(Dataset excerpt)
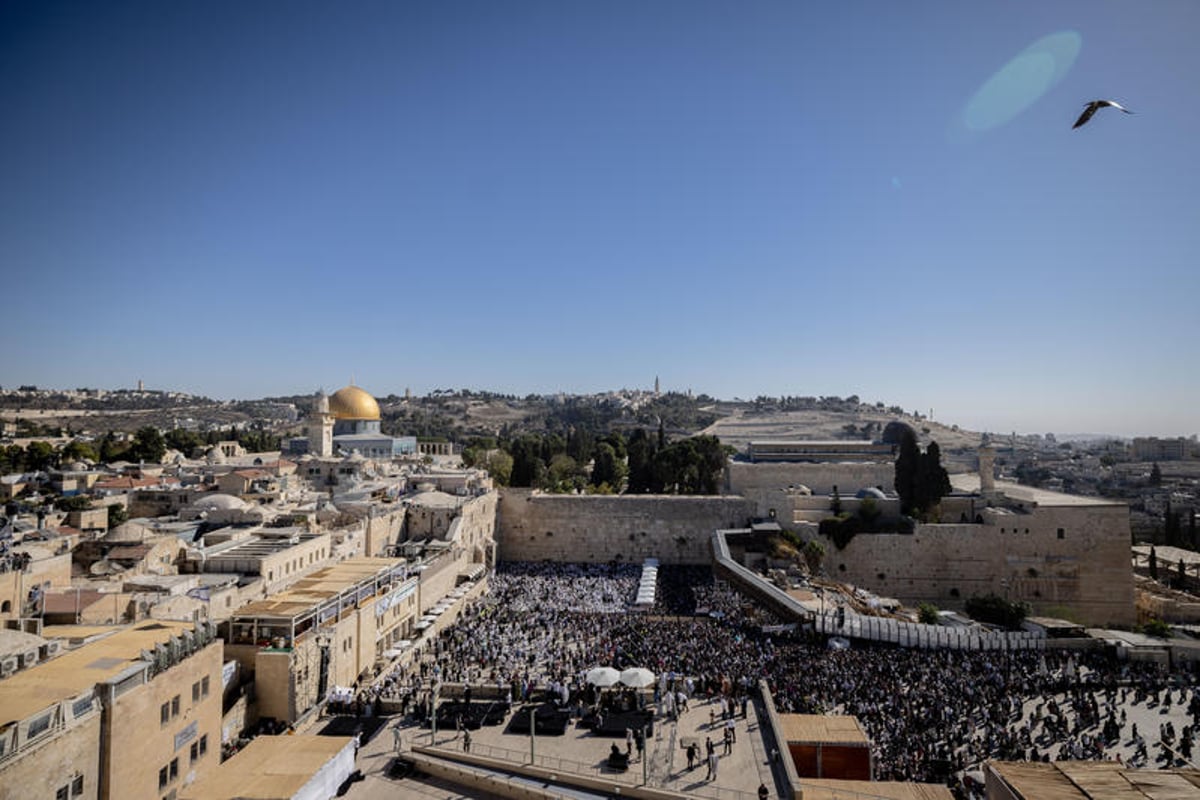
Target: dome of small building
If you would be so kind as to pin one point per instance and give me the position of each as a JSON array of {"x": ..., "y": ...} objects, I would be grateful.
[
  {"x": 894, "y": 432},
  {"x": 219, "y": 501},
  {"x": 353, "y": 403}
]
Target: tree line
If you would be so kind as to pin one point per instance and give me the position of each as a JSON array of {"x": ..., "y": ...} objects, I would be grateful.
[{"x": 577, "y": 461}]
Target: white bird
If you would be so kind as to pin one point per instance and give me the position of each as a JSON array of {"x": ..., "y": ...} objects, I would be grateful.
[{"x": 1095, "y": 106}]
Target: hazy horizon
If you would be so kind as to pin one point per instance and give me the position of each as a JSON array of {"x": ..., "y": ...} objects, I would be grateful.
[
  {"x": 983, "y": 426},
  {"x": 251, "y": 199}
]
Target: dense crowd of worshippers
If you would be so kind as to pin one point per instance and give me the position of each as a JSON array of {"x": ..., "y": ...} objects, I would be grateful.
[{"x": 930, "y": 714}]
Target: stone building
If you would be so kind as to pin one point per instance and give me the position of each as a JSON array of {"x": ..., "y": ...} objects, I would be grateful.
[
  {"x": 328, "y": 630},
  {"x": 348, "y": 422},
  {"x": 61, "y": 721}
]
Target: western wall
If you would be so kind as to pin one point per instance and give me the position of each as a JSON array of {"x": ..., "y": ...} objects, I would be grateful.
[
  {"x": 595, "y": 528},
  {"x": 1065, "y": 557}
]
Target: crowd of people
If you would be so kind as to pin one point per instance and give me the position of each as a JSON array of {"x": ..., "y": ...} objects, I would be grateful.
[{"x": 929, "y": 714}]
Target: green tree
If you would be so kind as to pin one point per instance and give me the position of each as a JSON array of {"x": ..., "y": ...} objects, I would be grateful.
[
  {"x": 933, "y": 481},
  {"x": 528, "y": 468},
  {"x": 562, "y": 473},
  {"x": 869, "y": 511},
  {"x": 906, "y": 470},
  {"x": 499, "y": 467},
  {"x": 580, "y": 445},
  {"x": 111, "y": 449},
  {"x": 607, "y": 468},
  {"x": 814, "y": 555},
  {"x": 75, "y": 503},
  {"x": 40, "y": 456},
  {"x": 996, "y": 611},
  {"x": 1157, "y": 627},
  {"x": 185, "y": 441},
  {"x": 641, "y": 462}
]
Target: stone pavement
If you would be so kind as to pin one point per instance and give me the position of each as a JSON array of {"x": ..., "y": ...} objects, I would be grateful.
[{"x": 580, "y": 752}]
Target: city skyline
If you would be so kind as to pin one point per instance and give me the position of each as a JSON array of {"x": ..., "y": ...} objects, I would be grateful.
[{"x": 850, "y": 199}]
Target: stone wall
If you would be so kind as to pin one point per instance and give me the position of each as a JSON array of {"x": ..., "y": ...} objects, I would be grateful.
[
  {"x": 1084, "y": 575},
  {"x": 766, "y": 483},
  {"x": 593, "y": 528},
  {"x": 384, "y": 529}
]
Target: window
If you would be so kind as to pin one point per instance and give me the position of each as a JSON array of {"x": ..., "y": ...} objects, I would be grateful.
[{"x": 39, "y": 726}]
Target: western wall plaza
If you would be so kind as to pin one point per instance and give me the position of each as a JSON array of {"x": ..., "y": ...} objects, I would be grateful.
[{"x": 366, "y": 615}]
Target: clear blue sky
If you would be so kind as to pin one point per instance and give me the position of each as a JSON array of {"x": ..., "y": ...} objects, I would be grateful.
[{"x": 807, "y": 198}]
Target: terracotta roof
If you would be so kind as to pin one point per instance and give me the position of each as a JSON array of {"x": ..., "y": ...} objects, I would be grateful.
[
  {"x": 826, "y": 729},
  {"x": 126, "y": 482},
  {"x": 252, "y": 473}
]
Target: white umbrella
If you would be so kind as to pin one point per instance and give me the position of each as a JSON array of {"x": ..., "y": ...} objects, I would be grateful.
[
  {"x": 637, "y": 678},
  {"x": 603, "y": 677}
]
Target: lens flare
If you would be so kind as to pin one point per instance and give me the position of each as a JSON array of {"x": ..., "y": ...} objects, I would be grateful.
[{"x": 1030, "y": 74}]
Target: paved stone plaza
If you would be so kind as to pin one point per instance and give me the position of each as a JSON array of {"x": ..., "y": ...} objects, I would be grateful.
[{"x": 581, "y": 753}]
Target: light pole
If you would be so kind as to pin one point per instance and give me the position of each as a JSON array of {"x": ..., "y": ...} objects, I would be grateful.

## [JOB]
Please rewrite the records above, swapping each "Target" for "Object" and changing nothing else. Leave the pictures out.

## [RESULT OF THIS EXERCISE]
Object: dome of small building
If you would be so kind as to pin one point per instance and give me the position of each as a JSON array of {"x": ..., "y": ...} objects, I would be grateful.
[
  {"x": 894, "y": 432},
  {"x": 219, "y": 501},
  {"x": 353, "y": 403}
]
Object: tree line
If you would be so kind as to pin one point per instance and give me the position of each as a JSON array of {"x": ..., "y": ...} objects, I would be grateful.
[{"x": 577, "y": 461}]
Object: white bird
If you would be so kind as to pin one point per instance and give me the position of each as a JSON array of {"x": ..., "y": ...} objects, I would be grateful.
[{"x": 1095, "y": 106}]
Object: hazy horizon
If you would be so kind as to pin one point per instance and give me the position of each as a JSON array of {"x": ..., "y": ...} objects, I would be grateful.
[
  {"x": 983, "y": 426},
  {"x": 251, "y": 199}
]
Object: dense crowd of worshippers
If you would be so kind as to pin one point per instance and give me the position of each as a JSON array of {"x": ..., "y": ...} objects, I would be grateful.
[{"x": 930, "y": 714}]
Object: stone building
If you would be so kind as to pin one point per instance and give me the position of each as a JSON array of {"x": ..., "y": ...} objects, I would be grateful.
[
  {"x": 328, "y": 630},
  {"x": 348, "y": 422},
  {"x": 61, "y": 721}
]
Object: western wall
If you would be so kind as to pin one point per instance and give me the position of each as a JSON array of {"x": ..., "y": ...} objects, I would be grateful.
[
  {"x": 595, "y": 528},
  {"x": 1065, "y": 557}
]
Object: crowd of people
If you would be so kind as to pin one point per instance and give me the position of each as a JSON array of {"x": ..., "y": ...} objects, I would be grateful.
[{"x": 929, "y": 714}]
Object: green tree
If you would be so kind as to pin one point per instance and give me the position of each as a JSON array of {"x": ..., "y": ...} objects, I would be grateful.
[
  {"x": 933, "y": 481},
  {"x": 528, "y": 468},
  {"x": 562, "y": 473},
  {"x": 869, "y": 511},
  {"x": 906, "y": 470},
  {"x": 499, "y": 467},
  {"x": 580, "y": 445},
  {"x": 111, "y": 449},
  {"x": 607, "y": 468},
  {"x": 814, "y": 555},
  {"x": 75, "y": 503},
  {"x": 40, "y": 456},
  {"x": 996, "y": 611},
  {"x": 1157, "y": 627},
  {"x": 185, "y": 441},
  {"x": 641, "y": 462}
]
Object: stone pavement
If you would be so kind as to pin one point per instance and give me the position of each as a JSON array of {"x": ..., "y": ...} objects, I would be grateful.
[{"x": 580, "y": 752}]
Object: city skyline
If you would be so kind as to pin one point per instance and give me the position of each as a JSON array of {"x": ..., "y": ...} objects, I would be grateful.
[{"x": 850, "y": 199}]
Object: stone wall
If you would be so kind as to pin one point per instance and give me the position of each as a JSON array of {"x": ..., "y": ...} objects, I would be grateful.
[
  {"x": 1084, "y": 575},
  {"x": 766, "y": 483},
  {"x": 593, "y": 528},
  {"x": 384, "y": 529}
]
Object: window
If you would be so kind as to pin one point per instance and give me the position of each as a JSON array of {"x": ..., "y": ...} objects, I would be grateful.
[{"x": 39, "y": 726}]
Object: western wall plaza
If you would be so kind as to pin one point per instance and give me the position of each as a JSON array of {"x": ..., "y": ...} objects, I would be grateful.
[{"x": 366, "y": 615}]
Object: clear blue sky
If you would be so kind as to pin one point per instance and give me the position of each as a JSON array of {"x": ..., "y": ...} objects, I would be grateful.
[{"x": 807, "y": 198}]
Object: terracotta roof
If you would be so kind as to pin one point per instance and give me the position of each as a JSON array of {"x": ..., "y": ...} objects, I would be grateful.
[
  {"x": 826, "y": 729},
  {"x": 126, "y": 482},
  {"x": 252, "y": 473}
]
Object: white umbrella
If you would be so kind as to pin one point per instance and give me the position of each as a JSON array of {"x": ..., "y": ...} objects, I would be grateful.
[
  {"x": 637, "y": 678},
  {"x": 603, "y": 677}
]
Object: lens flare
If you would be so kind as to pin one point per instance and give me the position of each as a JSON array of {"x": ..., "y": ...} objects, I would be grateful.
[{"x": 1030, "y": 74}]
Object: paved stone plaza
If you would be so kind as to pin one point per instance and give me the position of each as a JSON array of {"x": ..., "y": ...} objects, I would be grateful.
[{"x": 581, "y": 753}]
Object: light pole
If you would be so kind as to pin one point per instance and give me the position of each as a JSON array of {"x": ..., "y": ...} objects, I would be grateful.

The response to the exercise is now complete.